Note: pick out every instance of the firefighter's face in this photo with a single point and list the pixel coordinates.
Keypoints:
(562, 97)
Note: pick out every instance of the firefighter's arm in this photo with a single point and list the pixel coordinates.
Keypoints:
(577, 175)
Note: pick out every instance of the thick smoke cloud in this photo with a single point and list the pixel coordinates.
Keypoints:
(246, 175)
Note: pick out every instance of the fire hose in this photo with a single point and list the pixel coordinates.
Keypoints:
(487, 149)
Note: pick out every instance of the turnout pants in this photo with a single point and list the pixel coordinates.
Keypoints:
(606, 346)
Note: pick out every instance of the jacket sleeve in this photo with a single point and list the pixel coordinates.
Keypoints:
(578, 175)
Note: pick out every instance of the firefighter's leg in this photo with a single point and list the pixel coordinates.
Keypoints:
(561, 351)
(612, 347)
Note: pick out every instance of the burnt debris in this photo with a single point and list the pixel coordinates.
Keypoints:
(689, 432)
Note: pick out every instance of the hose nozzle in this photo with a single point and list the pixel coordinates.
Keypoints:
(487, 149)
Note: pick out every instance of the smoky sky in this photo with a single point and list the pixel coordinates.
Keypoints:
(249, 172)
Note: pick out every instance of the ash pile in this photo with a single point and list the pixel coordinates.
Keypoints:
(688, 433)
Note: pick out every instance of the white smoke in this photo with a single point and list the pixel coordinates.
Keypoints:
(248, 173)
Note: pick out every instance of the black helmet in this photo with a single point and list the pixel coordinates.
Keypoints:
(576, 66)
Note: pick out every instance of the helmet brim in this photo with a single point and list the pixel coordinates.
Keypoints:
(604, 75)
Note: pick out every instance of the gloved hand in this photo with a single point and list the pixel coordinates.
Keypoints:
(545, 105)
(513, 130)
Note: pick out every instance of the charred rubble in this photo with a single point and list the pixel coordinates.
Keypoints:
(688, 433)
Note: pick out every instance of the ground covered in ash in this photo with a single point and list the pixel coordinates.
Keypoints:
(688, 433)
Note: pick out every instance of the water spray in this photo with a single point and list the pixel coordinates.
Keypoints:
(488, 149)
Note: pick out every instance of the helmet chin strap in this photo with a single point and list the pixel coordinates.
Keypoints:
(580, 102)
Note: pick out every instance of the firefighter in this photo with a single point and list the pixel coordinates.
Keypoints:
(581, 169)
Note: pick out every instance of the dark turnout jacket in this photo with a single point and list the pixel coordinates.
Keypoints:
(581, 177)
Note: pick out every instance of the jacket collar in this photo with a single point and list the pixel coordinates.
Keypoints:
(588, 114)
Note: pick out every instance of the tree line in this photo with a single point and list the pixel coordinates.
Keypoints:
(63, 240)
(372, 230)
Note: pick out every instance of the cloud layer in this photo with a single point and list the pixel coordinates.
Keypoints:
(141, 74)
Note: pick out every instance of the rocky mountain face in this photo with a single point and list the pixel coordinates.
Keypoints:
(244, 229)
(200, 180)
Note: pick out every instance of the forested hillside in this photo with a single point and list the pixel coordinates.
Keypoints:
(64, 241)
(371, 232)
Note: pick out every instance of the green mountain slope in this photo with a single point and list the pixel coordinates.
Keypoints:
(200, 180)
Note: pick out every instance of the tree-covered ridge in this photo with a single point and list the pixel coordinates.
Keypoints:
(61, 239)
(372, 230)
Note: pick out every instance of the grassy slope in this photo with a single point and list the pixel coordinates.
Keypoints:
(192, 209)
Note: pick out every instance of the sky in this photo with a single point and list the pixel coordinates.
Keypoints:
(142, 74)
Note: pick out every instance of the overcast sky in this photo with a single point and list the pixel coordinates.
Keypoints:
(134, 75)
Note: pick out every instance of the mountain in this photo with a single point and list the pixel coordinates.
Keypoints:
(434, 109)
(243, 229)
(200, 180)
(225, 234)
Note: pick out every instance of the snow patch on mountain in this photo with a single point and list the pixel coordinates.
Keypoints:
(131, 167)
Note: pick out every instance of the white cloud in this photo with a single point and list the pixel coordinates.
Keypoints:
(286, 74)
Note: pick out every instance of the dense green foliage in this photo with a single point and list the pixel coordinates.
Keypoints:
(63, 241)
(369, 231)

——————

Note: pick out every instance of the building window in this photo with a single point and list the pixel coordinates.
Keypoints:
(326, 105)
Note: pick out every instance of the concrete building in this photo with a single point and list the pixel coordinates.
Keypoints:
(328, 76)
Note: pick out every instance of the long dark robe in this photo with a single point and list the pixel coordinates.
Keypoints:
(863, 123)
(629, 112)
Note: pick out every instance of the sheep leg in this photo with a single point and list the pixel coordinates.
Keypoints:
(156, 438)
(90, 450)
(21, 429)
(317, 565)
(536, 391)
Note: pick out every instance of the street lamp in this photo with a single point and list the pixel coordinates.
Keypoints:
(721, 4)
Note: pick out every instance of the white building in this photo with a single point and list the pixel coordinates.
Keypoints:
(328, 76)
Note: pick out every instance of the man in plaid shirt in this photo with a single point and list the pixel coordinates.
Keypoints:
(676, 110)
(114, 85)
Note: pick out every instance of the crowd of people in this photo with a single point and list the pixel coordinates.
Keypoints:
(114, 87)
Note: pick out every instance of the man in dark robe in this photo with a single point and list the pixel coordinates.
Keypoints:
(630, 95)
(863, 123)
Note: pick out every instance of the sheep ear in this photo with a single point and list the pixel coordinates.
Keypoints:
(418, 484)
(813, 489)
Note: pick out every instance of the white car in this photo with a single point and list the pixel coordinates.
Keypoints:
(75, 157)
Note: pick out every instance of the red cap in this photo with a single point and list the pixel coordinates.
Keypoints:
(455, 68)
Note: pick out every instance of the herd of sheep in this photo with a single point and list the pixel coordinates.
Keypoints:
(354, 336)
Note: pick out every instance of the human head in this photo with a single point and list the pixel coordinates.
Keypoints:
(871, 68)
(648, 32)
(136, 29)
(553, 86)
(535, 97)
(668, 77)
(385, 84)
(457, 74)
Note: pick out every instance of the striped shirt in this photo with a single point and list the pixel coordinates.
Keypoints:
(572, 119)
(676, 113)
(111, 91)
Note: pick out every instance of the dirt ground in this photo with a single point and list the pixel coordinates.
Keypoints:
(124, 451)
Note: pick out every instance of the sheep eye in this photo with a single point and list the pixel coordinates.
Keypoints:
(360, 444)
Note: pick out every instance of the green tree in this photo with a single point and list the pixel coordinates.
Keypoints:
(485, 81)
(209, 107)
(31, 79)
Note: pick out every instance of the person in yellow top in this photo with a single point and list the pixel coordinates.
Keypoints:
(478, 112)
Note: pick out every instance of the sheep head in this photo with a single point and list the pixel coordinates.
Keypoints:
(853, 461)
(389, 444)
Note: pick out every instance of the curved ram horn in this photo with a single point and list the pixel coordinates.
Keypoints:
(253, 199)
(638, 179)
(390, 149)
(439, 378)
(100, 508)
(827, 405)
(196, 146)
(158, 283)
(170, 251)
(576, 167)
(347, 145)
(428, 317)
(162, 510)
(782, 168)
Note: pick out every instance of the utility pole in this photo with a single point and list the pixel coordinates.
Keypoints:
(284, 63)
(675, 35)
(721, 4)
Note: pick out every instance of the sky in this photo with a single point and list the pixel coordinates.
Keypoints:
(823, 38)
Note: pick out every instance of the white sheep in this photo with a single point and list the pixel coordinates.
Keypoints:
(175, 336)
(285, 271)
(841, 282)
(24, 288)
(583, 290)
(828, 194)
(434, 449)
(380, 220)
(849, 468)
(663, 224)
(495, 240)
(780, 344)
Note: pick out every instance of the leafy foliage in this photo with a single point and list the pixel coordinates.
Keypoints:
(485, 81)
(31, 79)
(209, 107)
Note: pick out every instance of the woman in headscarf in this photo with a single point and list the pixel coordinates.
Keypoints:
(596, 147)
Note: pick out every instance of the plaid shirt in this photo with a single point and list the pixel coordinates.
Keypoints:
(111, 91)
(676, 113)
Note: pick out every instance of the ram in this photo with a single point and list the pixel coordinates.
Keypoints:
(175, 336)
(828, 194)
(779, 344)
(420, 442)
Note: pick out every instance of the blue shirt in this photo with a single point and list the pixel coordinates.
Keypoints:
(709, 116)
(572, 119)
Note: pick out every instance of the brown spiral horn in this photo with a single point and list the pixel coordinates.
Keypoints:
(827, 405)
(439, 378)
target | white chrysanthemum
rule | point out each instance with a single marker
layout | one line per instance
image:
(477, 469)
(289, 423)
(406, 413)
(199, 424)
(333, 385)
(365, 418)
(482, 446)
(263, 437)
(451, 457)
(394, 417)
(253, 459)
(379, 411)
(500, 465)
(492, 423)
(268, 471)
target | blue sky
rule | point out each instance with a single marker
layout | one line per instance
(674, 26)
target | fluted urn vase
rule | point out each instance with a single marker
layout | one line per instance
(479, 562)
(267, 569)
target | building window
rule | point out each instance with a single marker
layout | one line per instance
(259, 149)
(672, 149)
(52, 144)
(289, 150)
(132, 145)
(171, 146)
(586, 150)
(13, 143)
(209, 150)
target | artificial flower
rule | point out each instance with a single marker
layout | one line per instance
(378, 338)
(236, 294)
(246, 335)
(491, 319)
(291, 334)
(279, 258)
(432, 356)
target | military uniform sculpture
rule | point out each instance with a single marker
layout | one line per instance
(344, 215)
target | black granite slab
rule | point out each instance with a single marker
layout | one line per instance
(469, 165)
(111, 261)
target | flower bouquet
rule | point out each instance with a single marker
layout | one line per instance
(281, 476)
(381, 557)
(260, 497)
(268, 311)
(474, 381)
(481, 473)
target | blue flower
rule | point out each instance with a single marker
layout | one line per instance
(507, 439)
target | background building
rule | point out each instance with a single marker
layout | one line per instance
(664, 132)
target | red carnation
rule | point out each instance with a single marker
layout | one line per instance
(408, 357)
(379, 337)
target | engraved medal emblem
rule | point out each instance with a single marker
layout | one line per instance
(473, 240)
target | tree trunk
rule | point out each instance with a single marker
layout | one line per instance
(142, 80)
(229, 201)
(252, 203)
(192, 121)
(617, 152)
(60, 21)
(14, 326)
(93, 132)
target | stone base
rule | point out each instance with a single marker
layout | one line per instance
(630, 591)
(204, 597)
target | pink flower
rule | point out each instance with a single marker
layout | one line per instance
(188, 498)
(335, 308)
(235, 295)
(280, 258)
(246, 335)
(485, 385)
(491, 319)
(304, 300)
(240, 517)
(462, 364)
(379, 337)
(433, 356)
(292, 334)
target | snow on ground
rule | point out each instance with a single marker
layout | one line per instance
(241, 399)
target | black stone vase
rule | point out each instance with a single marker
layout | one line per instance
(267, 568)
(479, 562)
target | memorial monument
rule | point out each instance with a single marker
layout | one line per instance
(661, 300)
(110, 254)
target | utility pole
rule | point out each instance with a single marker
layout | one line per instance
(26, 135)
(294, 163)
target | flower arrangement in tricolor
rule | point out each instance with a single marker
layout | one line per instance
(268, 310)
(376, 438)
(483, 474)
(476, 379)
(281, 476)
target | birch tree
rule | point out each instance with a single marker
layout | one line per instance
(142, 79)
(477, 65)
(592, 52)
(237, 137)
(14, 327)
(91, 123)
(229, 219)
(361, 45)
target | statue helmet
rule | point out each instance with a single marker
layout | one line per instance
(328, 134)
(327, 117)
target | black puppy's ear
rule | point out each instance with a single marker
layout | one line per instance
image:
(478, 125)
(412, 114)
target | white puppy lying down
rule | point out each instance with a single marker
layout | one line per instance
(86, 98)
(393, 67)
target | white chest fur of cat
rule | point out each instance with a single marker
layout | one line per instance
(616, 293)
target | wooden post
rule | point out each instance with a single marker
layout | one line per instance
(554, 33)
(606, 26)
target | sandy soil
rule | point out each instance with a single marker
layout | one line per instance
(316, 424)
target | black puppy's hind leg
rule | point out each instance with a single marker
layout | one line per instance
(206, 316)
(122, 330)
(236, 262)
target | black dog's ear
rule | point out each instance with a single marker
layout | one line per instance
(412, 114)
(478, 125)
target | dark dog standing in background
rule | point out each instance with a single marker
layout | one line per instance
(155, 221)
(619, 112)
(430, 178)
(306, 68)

——————

§ TASK TO CARRY OUT: Pull every line containing "blue" from the data.

§ RESPONSE TO THIS TASK:
Note: pick out every instance of the blue shirt in this photo with a single point and list the pixel coordinates.
target | blue sky
target | blue flower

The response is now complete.